#### Work instructions:
What you return must be exactly the lines from the beginning of the material through the line containing "positive clicks: (673, 285)", both included, and no pictures.

#### Extracted records:

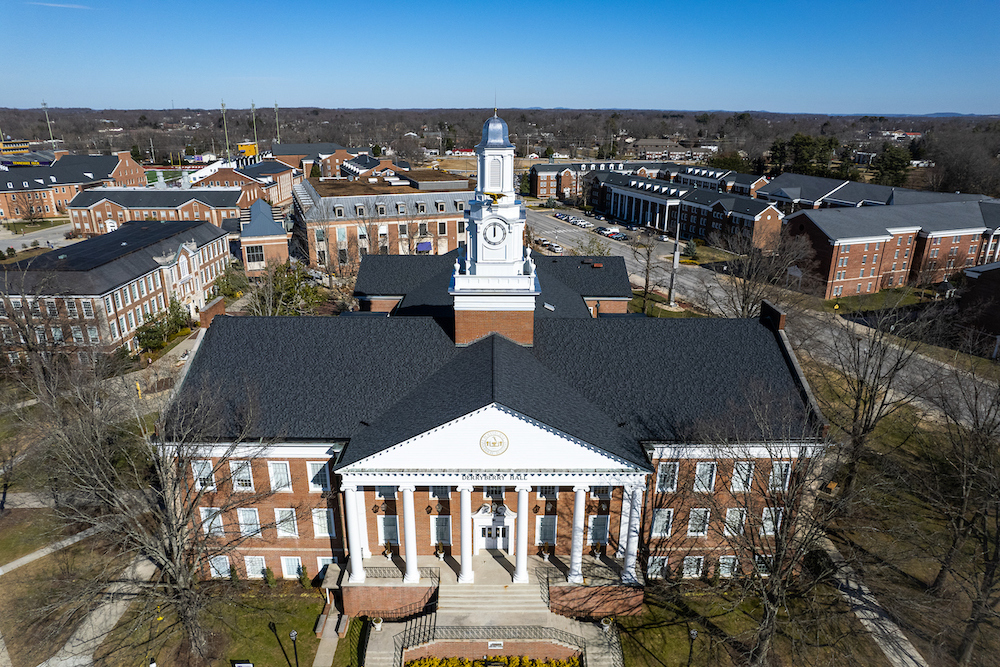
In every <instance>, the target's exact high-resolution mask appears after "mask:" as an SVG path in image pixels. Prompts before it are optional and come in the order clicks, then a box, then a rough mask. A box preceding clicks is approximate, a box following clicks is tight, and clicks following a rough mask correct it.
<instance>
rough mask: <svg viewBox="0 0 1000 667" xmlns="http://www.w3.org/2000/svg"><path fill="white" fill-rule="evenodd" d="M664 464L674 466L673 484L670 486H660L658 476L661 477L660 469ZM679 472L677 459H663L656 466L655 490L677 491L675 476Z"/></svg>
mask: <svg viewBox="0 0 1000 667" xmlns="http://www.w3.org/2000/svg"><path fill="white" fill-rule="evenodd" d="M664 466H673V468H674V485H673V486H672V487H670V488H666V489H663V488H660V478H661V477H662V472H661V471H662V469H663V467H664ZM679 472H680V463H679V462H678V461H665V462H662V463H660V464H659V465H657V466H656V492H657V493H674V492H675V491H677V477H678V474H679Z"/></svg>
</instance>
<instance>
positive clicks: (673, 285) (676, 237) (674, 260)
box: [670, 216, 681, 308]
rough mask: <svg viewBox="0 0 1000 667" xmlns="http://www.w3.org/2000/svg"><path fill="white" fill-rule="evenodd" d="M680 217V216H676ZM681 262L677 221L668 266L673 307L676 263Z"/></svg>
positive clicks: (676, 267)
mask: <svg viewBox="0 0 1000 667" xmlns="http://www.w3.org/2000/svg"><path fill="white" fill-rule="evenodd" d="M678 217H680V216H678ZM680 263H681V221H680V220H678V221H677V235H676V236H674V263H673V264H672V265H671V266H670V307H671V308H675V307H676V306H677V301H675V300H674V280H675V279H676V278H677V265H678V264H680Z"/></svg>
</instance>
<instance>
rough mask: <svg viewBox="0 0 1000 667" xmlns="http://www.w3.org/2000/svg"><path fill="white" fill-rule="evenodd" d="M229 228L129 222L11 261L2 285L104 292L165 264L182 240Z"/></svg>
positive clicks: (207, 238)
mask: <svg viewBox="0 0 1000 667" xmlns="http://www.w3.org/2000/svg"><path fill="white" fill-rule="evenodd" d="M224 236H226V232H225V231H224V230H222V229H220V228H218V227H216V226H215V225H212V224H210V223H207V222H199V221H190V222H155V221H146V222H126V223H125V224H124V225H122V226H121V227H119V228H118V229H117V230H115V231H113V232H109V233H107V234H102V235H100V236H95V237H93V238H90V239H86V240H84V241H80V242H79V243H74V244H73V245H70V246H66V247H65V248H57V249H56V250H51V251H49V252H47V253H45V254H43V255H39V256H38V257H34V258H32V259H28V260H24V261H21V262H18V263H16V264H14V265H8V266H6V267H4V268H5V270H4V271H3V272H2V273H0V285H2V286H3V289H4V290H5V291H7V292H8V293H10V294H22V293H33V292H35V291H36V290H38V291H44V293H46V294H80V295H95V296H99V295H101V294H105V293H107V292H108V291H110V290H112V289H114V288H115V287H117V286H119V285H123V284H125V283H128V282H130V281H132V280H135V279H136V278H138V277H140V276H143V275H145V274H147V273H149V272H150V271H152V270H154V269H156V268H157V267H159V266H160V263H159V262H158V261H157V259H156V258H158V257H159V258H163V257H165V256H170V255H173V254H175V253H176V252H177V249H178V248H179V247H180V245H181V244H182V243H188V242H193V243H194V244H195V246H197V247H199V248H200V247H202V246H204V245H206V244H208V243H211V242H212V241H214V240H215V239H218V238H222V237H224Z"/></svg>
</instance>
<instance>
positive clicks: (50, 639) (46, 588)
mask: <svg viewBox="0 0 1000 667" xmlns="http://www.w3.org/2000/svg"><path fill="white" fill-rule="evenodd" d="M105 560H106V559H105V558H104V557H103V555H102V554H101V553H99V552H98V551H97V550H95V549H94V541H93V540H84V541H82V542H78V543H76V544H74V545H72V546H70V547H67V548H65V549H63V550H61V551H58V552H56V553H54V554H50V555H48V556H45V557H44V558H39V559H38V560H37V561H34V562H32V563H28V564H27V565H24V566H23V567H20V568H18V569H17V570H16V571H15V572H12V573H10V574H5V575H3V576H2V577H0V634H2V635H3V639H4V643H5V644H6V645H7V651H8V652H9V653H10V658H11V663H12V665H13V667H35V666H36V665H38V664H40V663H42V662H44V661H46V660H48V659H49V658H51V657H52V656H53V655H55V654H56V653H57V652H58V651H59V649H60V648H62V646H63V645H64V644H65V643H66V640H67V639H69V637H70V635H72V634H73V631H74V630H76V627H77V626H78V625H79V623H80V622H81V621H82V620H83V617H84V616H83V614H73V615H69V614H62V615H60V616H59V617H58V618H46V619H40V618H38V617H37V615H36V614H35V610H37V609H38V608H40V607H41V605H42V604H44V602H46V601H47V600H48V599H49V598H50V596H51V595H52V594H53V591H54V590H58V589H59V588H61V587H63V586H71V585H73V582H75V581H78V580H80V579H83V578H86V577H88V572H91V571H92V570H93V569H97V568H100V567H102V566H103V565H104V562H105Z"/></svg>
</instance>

#### Solution to this exercise:
In every <instance>, the target's exact high-resolution mask appears after "mask:" as an SVG path in image pixels. Prompts before it are optional and come in the order clicks, then a box, then a rough mask. A box preceding clicks is approximate, a box following clicks is tight, and clicks following a rough mask correct it.
<instance>
rough mask: <svg viewBox="0 0 1000 667" xmlns="http://www.w3.org/2000/svg"><path fill="white" fill-rule="evenodd" d="M664 464L674 466L673 484L670 486H660L658 476L661 477L660 469ZM679 472L677 459H663L656 466L655 490L677 491L675 476Z"/></svg>
mask: <svg viewBox="0 0 1000 667" xmlns="http://www.w3.org/2000/svg"><path fill="white" fill-rule="evenodd" d="M664 466H673V468H674V485H673V486H672V487H670V488H666V489H663V488H660V478H661V477H662V472H661V471H662V469H663V467H664ZM679 472H680V463H679V462H678V461H665V462H662V463H660V464H659V465H657V466H656V492H657V493H674V492H675V491H677V477H678V474H679Z"/></svg>
</instance>
<instance>
positive clicks: (673, 285) (676, 237) (674, 260)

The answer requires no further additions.